══ Items

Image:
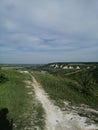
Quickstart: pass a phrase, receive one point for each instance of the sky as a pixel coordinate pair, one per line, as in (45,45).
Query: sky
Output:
(45,31)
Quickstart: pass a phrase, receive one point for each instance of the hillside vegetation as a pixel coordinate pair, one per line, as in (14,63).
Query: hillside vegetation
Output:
(24,109)
(78,88)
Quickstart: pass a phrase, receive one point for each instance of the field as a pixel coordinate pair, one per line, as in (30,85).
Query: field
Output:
(24,108)
(29,111)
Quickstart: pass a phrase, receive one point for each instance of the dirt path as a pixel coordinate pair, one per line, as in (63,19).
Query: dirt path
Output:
(57,119)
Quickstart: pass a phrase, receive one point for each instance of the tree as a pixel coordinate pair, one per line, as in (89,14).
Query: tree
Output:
(86,80)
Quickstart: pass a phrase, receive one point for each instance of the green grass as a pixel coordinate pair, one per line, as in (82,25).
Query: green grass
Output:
(24,109)
(61,89)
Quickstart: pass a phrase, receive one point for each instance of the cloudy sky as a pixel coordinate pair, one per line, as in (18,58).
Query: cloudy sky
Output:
(43,31)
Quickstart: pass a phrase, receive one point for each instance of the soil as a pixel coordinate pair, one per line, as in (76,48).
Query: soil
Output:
(57,119)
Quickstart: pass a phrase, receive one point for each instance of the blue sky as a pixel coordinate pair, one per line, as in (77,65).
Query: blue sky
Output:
(43,31)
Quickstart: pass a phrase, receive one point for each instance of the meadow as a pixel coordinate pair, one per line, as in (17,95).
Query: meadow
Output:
(24,109)
(66,88)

════

-- The task --
Return the records exactly. Don't carry the pictures over.

-- Worked solution --
Image:
Quickstart: pass a phrase, receive one point for each instance of the sky as a pixel coordinate pair, one per line, as in (45,45).
Query: sky
Output:
(45,31)
Quickstart: pass a phrase, receive one point for each instance of the hillside vegetation as a pixel coordinate pair, one per line, as in (14,63).
Query: hillside vegetation
Output:
(24,109)
(78,88)
Quickstart: pass a phrase, receive one point for each instance of the field as a pixel coordinate pair, one per line, as in (30,85).
Query: field
Output:
(24,108)
(29,111)
Quickstart: pass a phrase, receive one point for each instance of the dirt path as a pixel coordinate pair, one per line, as in (63,19).
Query: dirt path
Output:
(57,119)
Quickstart: pass a phrase, receive one point for each instance of the tree as a pixel coordinate pair, one per line, as in (89,14).
Query: tree
Output:
(86,80)
Quickstart: pass a phrase, receive one point for each instance of the green grass as a pixel coordinate pair, one per line, as in (82,25).
Query: green grass
Output:
(24,109)
(61,89)
Quickstart: pass a phrase, receive one point for each instance of the cloudy sky as a pixel coordinate pair, one per line, as in (18,58).
Query: cloudy sky
Output:
(43,31)
Quickstart: pass a phrase, receive one point for each instance of the soil as a pixel coordinate pair, one per line, as in (76,48).
Query: soil
Output:
(57,119)
Quickstart: pass a phrase, receive one point for each instance of the blue sky as a pixel coordinate pair, one per line, as in (77,65).
Query: blue sky
Output:
(43,31)
Quickstart: pass a phrase, receive one point for each instance of the meadow as a pixel coordinate pair, one per line, as in (17,95).
Query: meadow
Output:
(24,109)
(66,88)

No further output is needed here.